**SOURCE EXTRACT**.
--- begin ---
If the suspension has gone soft, then the resonant frequency should lower. At least, this is how it was taught to me in school when examining resonant systems.

I'm not sure how a loss of power in the magnet would affect things, but I don't think it would change the resonant frequency or the behavior at resonance. There are only three things that can according to the equations we studied: moving mass (unchanged), spring constant (spider and surround), and damping resistance (something about coil inductance or damping factor?). The magnetic strength would be on the other side of the equation, I think, that effects amplitude of the oscillations.


----------



## Beckerson1 (Jul 3, 2012)

Usually your going to read higher if thing haven't worked themselves in. If your going to build a box based off its true TS specs I'd let them loosen up and go from there.


Your spring constant will change slightly new vs worked in. Your spider and surround will be softer.


----------



## lurch (Jan 20, 2014)

yeah, agreed. 
look like i was editing my post whilst you sent this last one in. 
see above ^^^^^ LoL.


----------



## Beckerson1 (Jul 3, 2012)

lurch said:


> yeah, agreed.
> look like i was editing my post whilst you sent this last one in.
> see above ^^^^^ LoL.


Lol


This is what people refer to as breaking drivers in. Basically your letting the driver stretch it's legs. Basically (I'm not old and not referring to anyone as being old) the same concept as what happens with age to the human body. Been sitting for a while and have that stiff feeling. Get moving and it gets better usually. This case it's new parts that need loosened up.

Now I can't explain why Qts went up.

Use the specs on the driver as a reference. From the factory it's hard to say how accurate it is. You may find your driver doesn't quite meet those numbers.


----------



## lurch (Jan 20, 2014)

well i'm old. 
i feel just like those poor hi vi's. 

nap time ......


----------



## Justin Zazzi (May 28, 2012)

I gave the woofer an additional 3 hours of exercise and the Qts and Fs values have not changed any further. I feel like I'm stuck with a useless driver here.
--- end ---
**ROWS**.
--- begin ---
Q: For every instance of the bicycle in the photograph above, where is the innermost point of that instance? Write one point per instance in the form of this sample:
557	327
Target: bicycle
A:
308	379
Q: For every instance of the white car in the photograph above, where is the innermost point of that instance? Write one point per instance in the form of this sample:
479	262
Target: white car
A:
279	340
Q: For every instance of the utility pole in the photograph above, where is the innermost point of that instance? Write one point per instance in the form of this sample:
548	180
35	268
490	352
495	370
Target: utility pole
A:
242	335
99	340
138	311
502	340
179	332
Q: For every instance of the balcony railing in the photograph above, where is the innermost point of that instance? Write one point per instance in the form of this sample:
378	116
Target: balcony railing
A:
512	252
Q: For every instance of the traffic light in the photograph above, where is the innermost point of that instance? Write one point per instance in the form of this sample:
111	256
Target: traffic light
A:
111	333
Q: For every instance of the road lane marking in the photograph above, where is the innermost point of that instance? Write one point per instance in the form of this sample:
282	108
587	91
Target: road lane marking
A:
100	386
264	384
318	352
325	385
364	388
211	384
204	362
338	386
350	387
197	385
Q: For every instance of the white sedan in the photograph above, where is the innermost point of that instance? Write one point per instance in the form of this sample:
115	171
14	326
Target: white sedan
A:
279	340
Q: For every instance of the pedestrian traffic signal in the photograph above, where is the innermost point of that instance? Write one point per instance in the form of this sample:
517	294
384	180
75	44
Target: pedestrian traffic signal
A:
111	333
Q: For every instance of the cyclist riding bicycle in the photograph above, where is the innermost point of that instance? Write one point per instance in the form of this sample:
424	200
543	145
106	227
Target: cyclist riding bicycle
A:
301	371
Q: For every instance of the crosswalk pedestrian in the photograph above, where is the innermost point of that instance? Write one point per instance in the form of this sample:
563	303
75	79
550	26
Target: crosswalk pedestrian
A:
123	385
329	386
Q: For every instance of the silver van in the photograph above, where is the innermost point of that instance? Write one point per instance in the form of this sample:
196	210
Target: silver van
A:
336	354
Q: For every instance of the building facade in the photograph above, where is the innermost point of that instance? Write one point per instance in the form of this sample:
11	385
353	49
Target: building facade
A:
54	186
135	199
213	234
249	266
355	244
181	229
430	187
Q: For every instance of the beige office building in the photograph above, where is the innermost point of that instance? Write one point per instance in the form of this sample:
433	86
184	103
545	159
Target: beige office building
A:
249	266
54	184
--- end ---
**ACTIONS TO TAKE**.
1 - In the forum thread on driver break-in, what three things can change the resonant frequency according to the equations studied in school?
2 - From the driver break-in thread, output the passage starting with "If the suspension" and going on through "examining resonant systems.".

**RESPONSES TO THE TASKS**.
1 - Moving mass, spring constant (spider and surround), and damping resistance.

2 -
If the suspension has gone soft, then the resonant frequency should lower. At least, this is how it was taught to me in school when examining resonant systems.